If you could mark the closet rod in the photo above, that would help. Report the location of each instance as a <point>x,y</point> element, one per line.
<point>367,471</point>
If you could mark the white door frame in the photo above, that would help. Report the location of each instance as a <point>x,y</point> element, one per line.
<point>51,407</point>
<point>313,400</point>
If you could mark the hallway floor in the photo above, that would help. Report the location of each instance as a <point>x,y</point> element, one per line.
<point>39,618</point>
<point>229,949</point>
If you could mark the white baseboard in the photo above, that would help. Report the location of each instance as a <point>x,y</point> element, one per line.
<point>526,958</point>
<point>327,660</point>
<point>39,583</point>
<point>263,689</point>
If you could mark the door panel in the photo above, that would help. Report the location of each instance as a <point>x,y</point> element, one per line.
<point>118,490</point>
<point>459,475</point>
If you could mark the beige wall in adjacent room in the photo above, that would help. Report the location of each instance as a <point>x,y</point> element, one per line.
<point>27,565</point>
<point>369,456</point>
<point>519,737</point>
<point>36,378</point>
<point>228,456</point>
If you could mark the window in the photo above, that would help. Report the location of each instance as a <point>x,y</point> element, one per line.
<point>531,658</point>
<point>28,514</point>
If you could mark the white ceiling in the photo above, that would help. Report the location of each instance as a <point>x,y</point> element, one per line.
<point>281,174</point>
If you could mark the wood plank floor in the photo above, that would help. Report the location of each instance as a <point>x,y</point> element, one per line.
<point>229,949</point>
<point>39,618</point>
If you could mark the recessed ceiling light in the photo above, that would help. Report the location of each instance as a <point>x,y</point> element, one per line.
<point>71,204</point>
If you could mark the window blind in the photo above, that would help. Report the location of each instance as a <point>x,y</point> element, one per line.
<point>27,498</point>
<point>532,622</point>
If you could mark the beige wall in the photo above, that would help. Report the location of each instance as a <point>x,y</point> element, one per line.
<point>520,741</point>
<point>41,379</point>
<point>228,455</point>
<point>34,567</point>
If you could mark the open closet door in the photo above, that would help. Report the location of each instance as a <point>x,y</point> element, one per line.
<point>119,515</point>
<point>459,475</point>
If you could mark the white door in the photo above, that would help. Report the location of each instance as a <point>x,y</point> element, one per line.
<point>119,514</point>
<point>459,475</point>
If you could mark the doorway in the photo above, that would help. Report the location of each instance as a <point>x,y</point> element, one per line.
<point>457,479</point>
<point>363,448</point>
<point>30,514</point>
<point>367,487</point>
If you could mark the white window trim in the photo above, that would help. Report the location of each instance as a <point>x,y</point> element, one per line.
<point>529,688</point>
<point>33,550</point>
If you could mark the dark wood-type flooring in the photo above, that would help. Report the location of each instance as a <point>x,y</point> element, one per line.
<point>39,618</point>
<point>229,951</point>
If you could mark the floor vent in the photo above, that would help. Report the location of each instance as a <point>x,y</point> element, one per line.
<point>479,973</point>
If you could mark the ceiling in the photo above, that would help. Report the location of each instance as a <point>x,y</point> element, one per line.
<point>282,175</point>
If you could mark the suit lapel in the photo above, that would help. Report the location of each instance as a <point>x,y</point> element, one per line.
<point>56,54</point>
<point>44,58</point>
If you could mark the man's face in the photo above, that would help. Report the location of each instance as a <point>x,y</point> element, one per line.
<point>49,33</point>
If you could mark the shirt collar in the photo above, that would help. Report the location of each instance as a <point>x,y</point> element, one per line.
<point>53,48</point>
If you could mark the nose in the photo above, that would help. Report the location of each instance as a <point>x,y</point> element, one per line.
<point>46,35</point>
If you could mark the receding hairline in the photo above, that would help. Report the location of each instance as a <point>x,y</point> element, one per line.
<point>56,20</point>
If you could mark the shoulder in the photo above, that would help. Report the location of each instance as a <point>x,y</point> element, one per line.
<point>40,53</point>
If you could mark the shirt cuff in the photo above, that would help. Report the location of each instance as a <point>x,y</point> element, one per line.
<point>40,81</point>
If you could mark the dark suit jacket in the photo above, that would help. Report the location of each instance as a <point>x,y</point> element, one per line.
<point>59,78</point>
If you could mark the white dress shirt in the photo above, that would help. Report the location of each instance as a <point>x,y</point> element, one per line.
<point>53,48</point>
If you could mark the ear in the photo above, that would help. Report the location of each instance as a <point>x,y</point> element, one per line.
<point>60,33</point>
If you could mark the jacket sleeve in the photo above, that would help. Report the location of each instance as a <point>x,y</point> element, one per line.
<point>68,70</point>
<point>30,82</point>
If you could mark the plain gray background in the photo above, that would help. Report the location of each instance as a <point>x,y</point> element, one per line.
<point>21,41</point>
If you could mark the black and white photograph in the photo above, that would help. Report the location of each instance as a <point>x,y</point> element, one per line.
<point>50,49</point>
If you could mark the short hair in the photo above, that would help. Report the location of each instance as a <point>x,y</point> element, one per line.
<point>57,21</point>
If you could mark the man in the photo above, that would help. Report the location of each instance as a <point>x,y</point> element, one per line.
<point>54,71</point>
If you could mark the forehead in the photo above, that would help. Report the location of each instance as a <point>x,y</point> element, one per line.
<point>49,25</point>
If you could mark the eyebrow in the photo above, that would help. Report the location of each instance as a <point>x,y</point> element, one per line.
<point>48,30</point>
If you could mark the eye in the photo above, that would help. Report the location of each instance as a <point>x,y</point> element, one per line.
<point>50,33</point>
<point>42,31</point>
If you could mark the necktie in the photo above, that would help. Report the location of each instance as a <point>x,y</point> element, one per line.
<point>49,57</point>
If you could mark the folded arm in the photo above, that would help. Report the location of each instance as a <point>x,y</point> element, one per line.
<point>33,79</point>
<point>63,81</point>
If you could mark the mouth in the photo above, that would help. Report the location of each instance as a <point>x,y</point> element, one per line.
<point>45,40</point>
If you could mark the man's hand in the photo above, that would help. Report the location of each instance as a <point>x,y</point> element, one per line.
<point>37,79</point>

☆ ☆ ☆ ☆ ☆ ☆ ☆

Return every line of the material above verbatim, in its original order and with nothing altered or omitted.

If you could mark the closet rod in the photo above, that would help. Report the location of each instance as a <point>x,y</point> element, one per line.
<point>367,471</point>
If you could mark the white door frame in the photo above, that would help. Report the location of each instance as a <point>x,y</point> element, one per line.
<point>51,407</point>
<point>313,400</point>
If you could mark the hallway floor in the photo above, that would help. Report the location of each instance as a <point>x,y</point> element, one per line.
<point>39,618</point>
<point>229,949</point>
If you could mark the white baseboard in the photo above, that would help. Report the location of each instance as a <point>x,y</point> element, one per line.
<point>526,958</point>
<point>327,660</point>
<point>39,583</point>
<point>263,689</point>
If you could mark the door panel in the photo above, that would help. Report the location of each instance as a <point>x,y</point> element, one per line.
<point>118,490</point>
<point>459,475</point>
If you could mark the beige wall in adjacent room in the photo above, that would help. Report the location of each instance as a <point>x,y</point> element, one per line.
<point>27,565</point>
<point>369,456</point>
<point>519,737</point>
<point>36,378</point>
<point>228,456</point>
If you could mark the window in the photo above, that would help. Report the location of each instance as a <point>x,y</point> element, one per line.
<point>531,658</point>
<point>28,514</point>
If you could mark the white ceiling in the photo above, that would help. Report the location of each instance as a <point>x,y</point> element, one per line.
<point>281,174</point>
If you could mark the wood plank floor in the photo above, that would help. Report the location of each instance as a <point>x,y</point> element, one per line.
<point>229,949</point>
<point>39,618</point>
If you could mark the recessed ceiling light in the photo above, that would help. Report the location of each instance as a <point>x,y</point> element, one per line.
<point>71,204</point>
If you could mark the window blind in the photo above, that would help. Report the location of each instance as a <point>x,y</point> element, one per line.
<point>27,498</point>
<point>532,622</point>
If you could mark the beige wall in the photo above, that would help. Report the location of each instance as a <point>x,y</point> element, one per line.
<point>520,741</point>
<point>41,379</point>
<point>228,455</point>
<point>34,567</point>
If you could mark the open closet door in the photo above, that would help. Report the location of each instance as a <point>x,y</point> element, one per line.
<point>119,515</point>
<point>459,475</point>
If you could mark the white door in the photo above, that would help. Report the location of each instance as a <point>x,y</point> element, one per line.
<point>119,514</point>
<point>459,475</point>
If you could mark the doorway in the photo above, that would help. Report the location of each instance as a <point>x,y</point> element, one per line.
<point>457,479</point>
<point>363,448</point>
<point>30,514</point>
<point>367,487</point>
If you could mark the white window trim in the photo above, that would help. Report the location of each instance as a <point>x,y</point> element, one per line.
<point>529,688</point>
<point>33,550</point>
If you could mark the dark wood-type flooring in the photo above, that would help. Report the location of each instance as a <point>x,y</point> element, one per line.
<point>39,618</point>
<point>229,951</point>
If you could mark the floor vent in the photo above, that would help. Report the location of each instance as a <point>x,y</point> element, one per line.
<point>479,973</point>
If you could mark the ceiling in the photo above, that would help. Report the location of each instance as a <point>x,y</point> element, one per line.
<point>282,175</point>
If you could mark the suit lapel in the photo above, that would help. Report the location of each instance as a <point>x,y</point> element, one per line.
<point>56,54</point>
<point>44,58</point>
If you could mark the man's face in the photo above, that would help. Report the location of each instance as a <point>x,y</point> element, one per line.
<point>49,33</point>
If you could mark the shirt collar in the photo above, that would help. Report the location of each instance as a <point>x,y</point> element, one per line.
<point>53,48</point>
If you could mark the nose in the photo above, that would help. Report the location of each instance as a <point>x,y</point> element, one per line.
<point>46,35</point>
If you could mark the receding hairline in the photo above, that would help. Report the location of each instance as a <point>x,y</point> element, one per line.
<point>56,20</point>
If you could mark the shoulder in the photo above, that would help. Report the location of each instance as a <point>x,y</point> element, one per line.
<point>40,53</point>
If you could mark the shirt cuff in the photo above, that would help. Report the location of each instance as a <point>x,y</point> element, one per line.
<point>40,81</point>
If you could mark the dark suit jacket in the photo above, that would help. Report the location of each instance as a <point>x,y</point> element, one per line.
<point>59,78</point>
If you could mark the white dress shirt in the photo above, that would help. Report the location of each instance as a <point>x,y</point> element, one per line.
<point>53,48</point>
If you could mark the ear in the photo above, that would help. Report the location of each instance as a <point>x,y</point> element, one per line.
<point>60,33</point>
If you could mark the jacket sleeve in the photo above, that would help. Report the location of each instance as a <point>x,y</point> element, one per line.
<point>68,70</point>
<point>30,82</point>
If you could mark the plain gray background in the photo above, that would help. Report the location of each instance as a <point>x,y</point> element, one per line.
<point>21,41</point>
If you could mark the black and white photograph in the photo above, that would help. Report the location of each instance as a <point>x,y</point> element, one per line.
<point>50,49</point>
If you could mark the short hair in the photo above, that would help. Report the location of each instance as a <point>x,y</point> element, one per line.
<point>57,21</point>
If you could mark the man in the photo above, that would help. Report the location of each instance as a <point>x,y</point> element, one per line.
<point>54,71</point>
If you could mark the forehead in the photo above, that would help. Report the location of each instance as a <point>x,y</point> element, one per line.
<point>49,25</point>
If you could mark the eyebrow in the photo above, that would help. Report the location of each instance as a <point>x,y</point> element, one per line.
<point>48,30</point>
If you could mark the eye in the photo above, that would help. Report the location of each instance as a <point>x,y</point> element, one per line.
<point>50,33</point>
<point>42,31</point>
If you could mark the necktie in the photo above, that would help. Report the location of each instance as a <point>x,y</point> element, one per line.
<point>49,57</point>
If you could mark the folded arm in the photo above, that would help. Report the location of each instance as a <point>x,y</point> element, one per line.
<point>33,79</point>
<point>63,81</point>
If you could mark the mouth in the photo above, that would help. Report the location of each instance as a <point>x,y</point> element, one per line.
<point>45,40</point>
If you could mark the man's hand in the photo above, that would help. Report the location of each instance as a <point>x,y</point> element, one per line.
<point>37,79</point>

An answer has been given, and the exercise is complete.